• Records to process

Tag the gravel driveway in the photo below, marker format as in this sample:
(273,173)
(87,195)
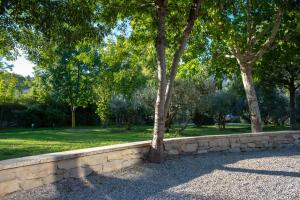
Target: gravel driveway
(253,175)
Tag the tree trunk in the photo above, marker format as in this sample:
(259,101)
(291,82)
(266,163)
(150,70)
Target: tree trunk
(164,92)
(157,149)
(246,72)
(292,90)
(73,110)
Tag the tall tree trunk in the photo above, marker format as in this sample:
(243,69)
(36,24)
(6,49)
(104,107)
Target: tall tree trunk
(157,149)
(73,110)
(246,72)
(292,90)
(164,92)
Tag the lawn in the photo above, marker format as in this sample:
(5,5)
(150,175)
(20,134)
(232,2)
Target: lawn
(24,142)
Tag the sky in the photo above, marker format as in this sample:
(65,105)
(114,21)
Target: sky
(22,66)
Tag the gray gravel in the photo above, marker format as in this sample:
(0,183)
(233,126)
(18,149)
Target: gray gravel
(253,175)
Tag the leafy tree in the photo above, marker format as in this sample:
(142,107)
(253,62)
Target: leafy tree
(280,67)
(273,104)
(72,75)
(121,74)
(245,30)
(8,83)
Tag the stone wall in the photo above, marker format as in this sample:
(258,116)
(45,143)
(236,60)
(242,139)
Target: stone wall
(34,171)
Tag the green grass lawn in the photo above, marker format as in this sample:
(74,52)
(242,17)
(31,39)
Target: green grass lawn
(24,142)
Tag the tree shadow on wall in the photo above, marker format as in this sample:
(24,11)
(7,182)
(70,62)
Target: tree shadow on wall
(154,181)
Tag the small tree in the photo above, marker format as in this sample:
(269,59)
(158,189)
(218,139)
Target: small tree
(71,77)
(247,30)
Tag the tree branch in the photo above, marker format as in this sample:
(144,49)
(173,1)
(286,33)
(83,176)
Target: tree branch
(264,47)
(193,15)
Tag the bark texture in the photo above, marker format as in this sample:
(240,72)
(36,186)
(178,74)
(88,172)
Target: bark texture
(73,113)
(156,152)
(255,117)
(165,86)
(292,91)
(247,58)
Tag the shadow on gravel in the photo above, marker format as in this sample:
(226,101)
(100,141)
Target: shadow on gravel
(152,181)
(262,172)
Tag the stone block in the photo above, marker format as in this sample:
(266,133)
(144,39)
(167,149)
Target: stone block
(234,150)
(29,184)
(219,143)
(189,147)
(169,146)
(113,165)
(52,179)
(6,175)
(8,187)
(93,159)
(235,145)
(218,148)
(203,143)
(68,164)
(234,140)
(251,145)
(116,155)
(80,172)
(35,171)
(97,168)
(201,151)
(129,163)
(172,152)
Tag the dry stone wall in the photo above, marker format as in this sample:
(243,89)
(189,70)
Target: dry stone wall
(34,171)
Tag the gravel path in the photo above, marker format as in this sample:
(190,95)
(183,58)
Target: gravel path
(266,175)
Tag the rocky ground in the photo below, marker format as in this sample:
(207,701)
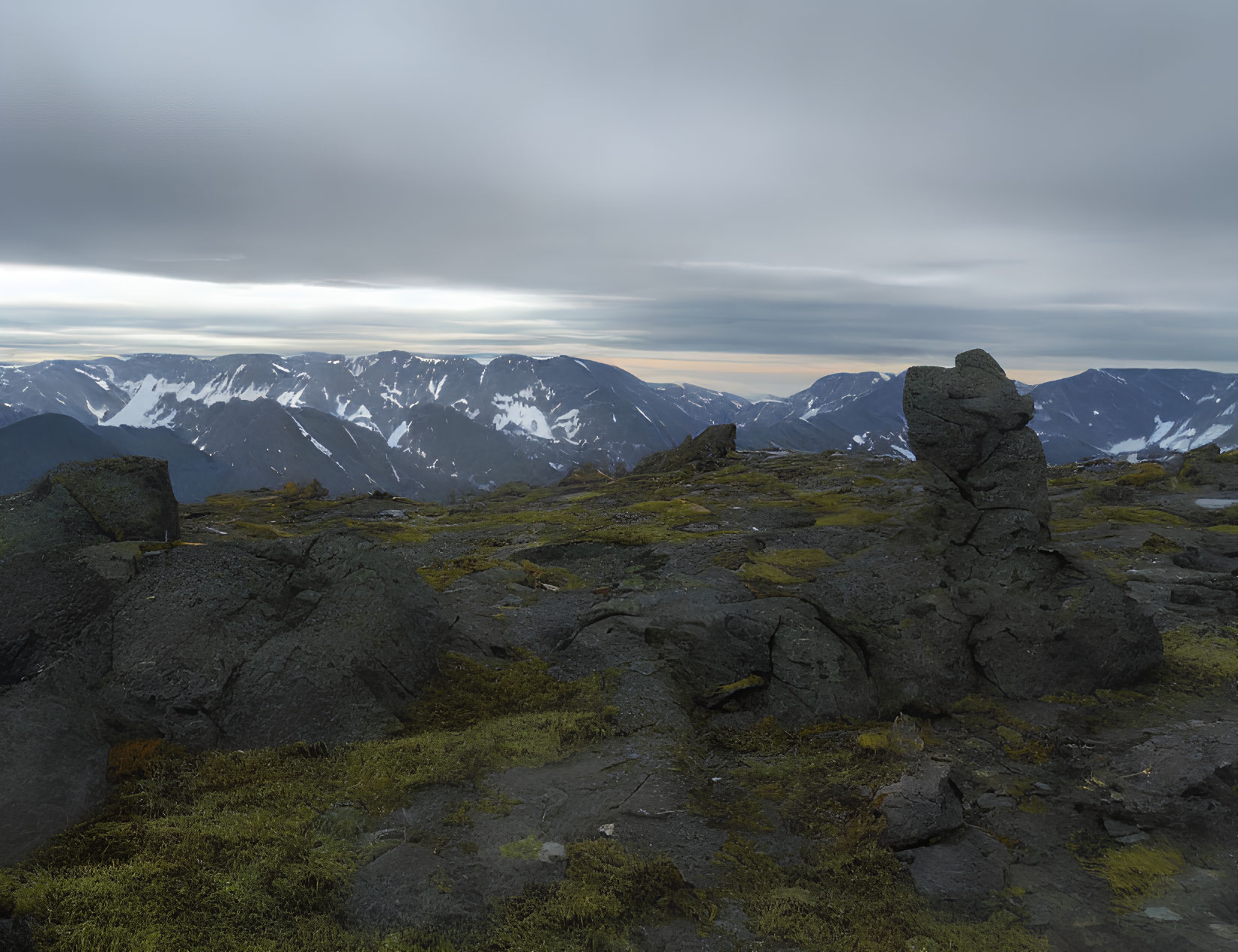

• What this task involves
Reproduce every one of the rows above word for word, omitting the pictures.

• Solution below
Tag the gravel driveway in the photo below, marker format as in this sample:
(273,173)
(87,195)
Target: gravel driveway
(253,175)
Tag the tree trunk in the photo above, marker format as in this sample:
(259,101)
(291,82)
(266,163)
(150,70)
Target: tree trunk
(164,92)
(157,149)
(246,72)
(292,90)
(73,110)
Tag the tall tree trunk in the photo above, marker format as in this sample:
(243,69)
(36,24)
(6,49)
(104,107)
Target: tall tree trunk
(157,149)
(73,110)
(246,72)
(292,90)
(164,92)
Tag the lawn in the photo above, marker format as in this sample:
(5,5)
(150,175)
(20,134)
(232,2)
Target: lawn
(24,142)
Tag the sky in the photo above, marker format as in this sample:
(65,105)
(114,21)
Target: sky
(22,66)
Tag the gray gravel in the photo above, marker format as in this sample:
(0,183)
(233,126)
(18,149)
Target: gray gravel
(253,175)
Tag the leafy tree in the photo above, marker format as in this sample:
(142,107)
(253,62)
Target: leafy tree
(280,67)
(273,104)
(72,75)
(121,74)
(245,30)
(8,83)
Tag the stone wall in the photo above, marker format as in this sample:
(258,116)
(45,143)
(236,60)
(242,139)
Target: stone wall
(34,171)
Tag the green grass lawn in the photo above, marker format as in this sample:
(74,52)
(242,17)
(31,39)
Target: green grass lawn
(24,142)
Tag the tree shadow on wall in the photo above, marker format as in this sample:
(24,11)
(7,182)
(70,62)
Target: tree shadow on wall
(154,181)
Tag the small tree in the photo above, marker format as in this sample:
(269,59)
(158,189)
(218,139)
Target: small tree
(71,77)
(247,30)
Tag the tree branch in the photo above, marker format as in this sample:
(144,49)
(173,1)
(286,33)
(83,176)
Target: tree branch
(264,47)
(193,15)
Tag the bark texture in the photo above, marker format as in this sample:
(240,72)
(36,186)
(178,74)
(88,172)
Target: bark texture
(73,113)
(156,152)
(255,117)
(165,86)
(292,91)
(247,58)
Tag the shadow on gravel in the photo above, marker format as in this sample:
(226,101)
(100,141)
Target: shadow on gravel
(152,181)
(262,172)
Tag the stone block in the photo above, marker format as in this sample:
(266,133)
(144,39)
(167,149)
Target: stone block
(234,150)
(29,184)
(219,143)
(189,147)
(169,146)
(113,165)
(52,179)
(6,175)
(8,187)
(93,159)
(235,145)
(218,148)
(203,143)
(68,164)
(234,140)
(251,145)
(116,155)
(80,172)
(35,171)
(97,168)
(201,151)
(129,163)
(172,152)
Tag the dry stone wall in the photo above, marker format as in this sample:
(243,89)
(189,70)
Target: dry stone wall
(34,171)
Tag the gravel path in the photo above, marker format as in this sample:
(190,95)
(183,58)
Target: gravel path
(266,175)
Tag the rocky ground in the photo below, marker format as in this sample:
(207,701)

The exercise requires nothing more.